Article:
After the connection is established, the data bit stream is transferred continuously. The length of the data stream may be arbitrary with the only constraint being that the total number of data bits must be a multiple of p bytes, where p is an integer greater than or equal to [M/(8N)]. This constraint is necessary to ensure correct synchronization between the CDMA bus encoder/decoder logic and the arbitration ring. The termination of the data stream transmission is a two-step procedure. First, the TX process of  $PE_i$  notifies the RX process of  $PE_i$  that the transmission ends by setting the L bit of token  $T_i$  (lines 17 and 18). Then, in the next ring interval, it releases  $PE_i$  for other connections by resetting the bits R and L of the same token (lines 19 and 20). The two bits, R and L, are necessary for controlling the connection to avoid joining two data streams addressed to the same destination. When only the R bit exists, it is possible that  $PE_i$  first resets the R bit of token  $T_i$ , and then another PE on the path to  $PE_i$  again sets the R bit and begins the transmission of its data stream. As the change of the R bit value is not visible to  $PE_i$ , it continues to receive the data stream without noticing that the source PE has been changed. The L bit resolves this situation.

Note also that the R and L bits are reset by the source PE, rather than by the destination PE. This is because of the intention to implement the round-robin arbitration policy. With the R and L bits reset by the source PE, the highest priority for establishing a new connection with the same destination PE is given to the immediately next PE after the PE that just terminated the connection. The round-robin policy is a desirable feature, as it provides fairness in arbitration.

#### 3.3.2 | RX process

The RX process wakes up at every token interval to examine the token it just received over the arbitration ring (line 1 of Listing 2). If the token carries the codeword request, and the local PE owns a codeword that it does not use, the RX process takes over the codeword and adjusts the flag ETRI Journal-WILEY

477

bits accordingly (lines 3-6). Additionally, if the local PE is the owner of the received token (line 8), the RX process checks whether the token carries the data stream connection/termination request (lines 9 and 13). In the case of a connection request, the RX process configures the CDMA decoder with the codeword whose identifier is contained in the CW field of the received token and starts data reception immediately (line 11). The RX process obtains the identifier of the transmitting PE from the ID field of the same token. The RX process stops data reception and switches off the CDMA decoder once it finds the L bit set to 1 in its own token (line 14). Because of the delay between the token interval at which the source PE ends the data stream transmission, and the token interval at which the destination PE receives its own token, the RX process must also discard any incompletely received *p*-byte data word.

#### 3.3.3 | Arbitration delay

The arbitration delay is defined as the time span between the issue of the connection request by the source PE and the beginning of the data stream transmission. The arbitration delay is not constant but it varies depending on the current traffic conditions, the distance between the source and destination PEs, and the position of the token of the destination PE when the source PE has issued the request. Assuming that the destination PE is available for reception and there are no other connection requests targeting the same PE, and that the source PE owns a codeword, the average arbitration delay is equal to a ring interval, that is, M token intervals. This is because the source PE must first wait for the token of the destination PE, and then the token must reach the destination PE. If the source PE does not own a codeword, and there is some other PE willing to hand over its codeword, the delay is increased for Madditional token intervals. This is because the token that carries the codeword search request needs a full ring-interval to return to the source PE. The arbitration delay might increase for an integer number of ring intervals in the case of unavailability of the destination PE and/or a temporary absence of codewords.

Collected data:
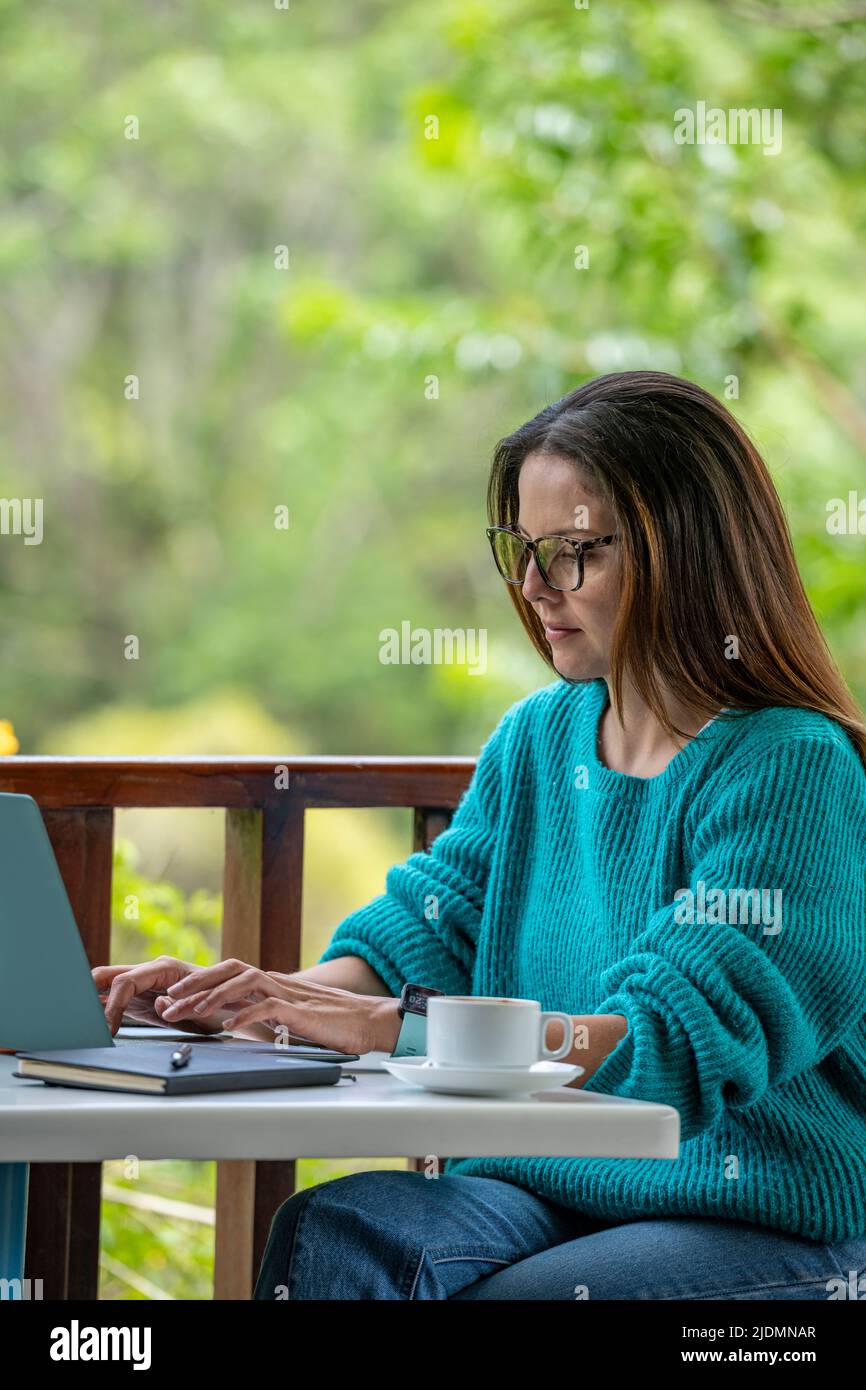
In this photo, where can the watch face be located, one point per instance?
(417, 997)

Required tasks:
1 > Do statements (a), (b) and (c) agree with the arbitration text? For each, answer yes or no and quote the words of the text that decide it.
(a) The R and L bits are reset by the destination PE.
(b) The round-robin policy provides fairness in arbitration.
(c) The arbitration delay stays the same regardless of traffic conditions.
2 > Write out the passage of the arbitration text starting at "Note also that" and ending at "fairness in arbitration.", swapping "round-robin" for "cyclic" each time it occurs.

Task-by-task solutions:
1 >
(a) No: "Note also that the R and L bits are reset by the source PE, rather than by the destination PE."
(b) Yes: "The round-robin policy is a desirable feature, as it provides fairness in arbitration."
(c) No: "The arbitration delay is not constant but it varies depending on the current traffic conditions"

2 >
Note also that the R and L bits are reset by the source PE, rather than by the destination PE. This is because of the intention to implement the cyclic arbitration policy. With the R and L bits reset by the source PE, the highest priority for establishing a new connection with the same destination PE is given to the immediately next PE after the PE that just terminated the connection. The cyclic policy is a desirable feature, as it provides fairness in arbitration.